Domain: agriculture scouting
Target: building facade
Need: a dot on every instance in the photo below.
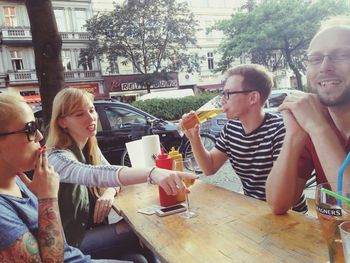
(17, 64)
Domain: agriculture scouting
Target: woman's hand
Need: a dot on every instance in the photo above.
(171, 181)
(46, 181)
(103, 205)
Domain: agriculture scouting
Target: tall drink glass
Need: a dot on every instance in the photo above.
(330, 215)
(186, 164)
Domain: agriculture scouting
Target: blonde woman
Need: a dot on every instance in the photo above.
(30, 226)
(76, 157)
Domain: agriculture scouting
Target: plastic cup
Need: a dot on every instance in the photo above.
(330, 216)
(345, 236)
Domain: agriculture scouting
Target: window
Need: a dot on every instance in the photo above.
(66, 60)
(81, 18)
(210, 60)
(10, 16)
(16, 60)
(61, 20)
(122, 118)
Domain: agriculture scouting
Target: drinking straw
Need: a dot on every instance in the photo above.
(335, 195)
(340, 177)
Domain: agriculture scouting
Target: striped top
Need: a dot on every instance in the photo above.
(252, 155)
(72, 171)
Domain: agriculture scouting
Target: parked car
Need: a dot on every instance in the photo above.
(214, 125)
(119, 123)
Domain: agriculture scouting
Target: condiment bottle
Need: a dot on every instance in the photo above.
(177, 166)
(164, 161)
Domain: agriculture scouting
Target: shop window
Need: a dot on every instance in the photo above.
(16, 60)
(10, 16)
(66, 60)
(210, 60)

----------

Output each record above exactly as written. Skip any pictures.

Domain: agriculture scouting
Target: building facade
Need: a dot on every instance in the photo below.
(17, 64)
Domain: agriculture scouting
Target: woman's hand
Need: a dot on every instance in the photo above.
(171, 181)
(46, 181)
(103, 205)
Domain: agriculture scouting
Target: tall drink glass
Need: a dot on every instance in the photo above.
(330, 215)
(186, 164)
Domain: agriculture scouting
Target: blonde woman
Need: a dot on every instance in the photo above.
(30, 226)
(76, 157)
Domain: agriculture scouting
Target: plastic cup
Need: a dot on every instance in the photo above.
(330, 216)
(345, 236)
Domain: agriculture scouting
Target: window
Need: a dot on every instance in the photo above.
(66, 60)
(81, 18)
(210, 60)
(10, 16)
(16, 60)
(61, 20)
(122, 118)
Domain: agriculture scouting
Target: drinking straw
Need: a dot on every instance in the photo above.
(335, 195)
(340, 177)
Domain: agriculture scouting
Target: striped top
Need: a dot on every instance in the photo above.
(252, 155)
(72, 171)
Domain: agriculture scouting
Target: parked car
Need: a dot on every instance in the photo above.
(214, 125)
(119, 123)
Domain: agriculture scouting
Target: condiment bottle
Need: a dot on every instance in the photo above.
(177, 166)
(164, 161)
Domain: agriculture scouting
Target: shop window
Need: a dot on every instance in the photo above.
(16, 60)
(10, 16)
(66, 60)
(210, 60)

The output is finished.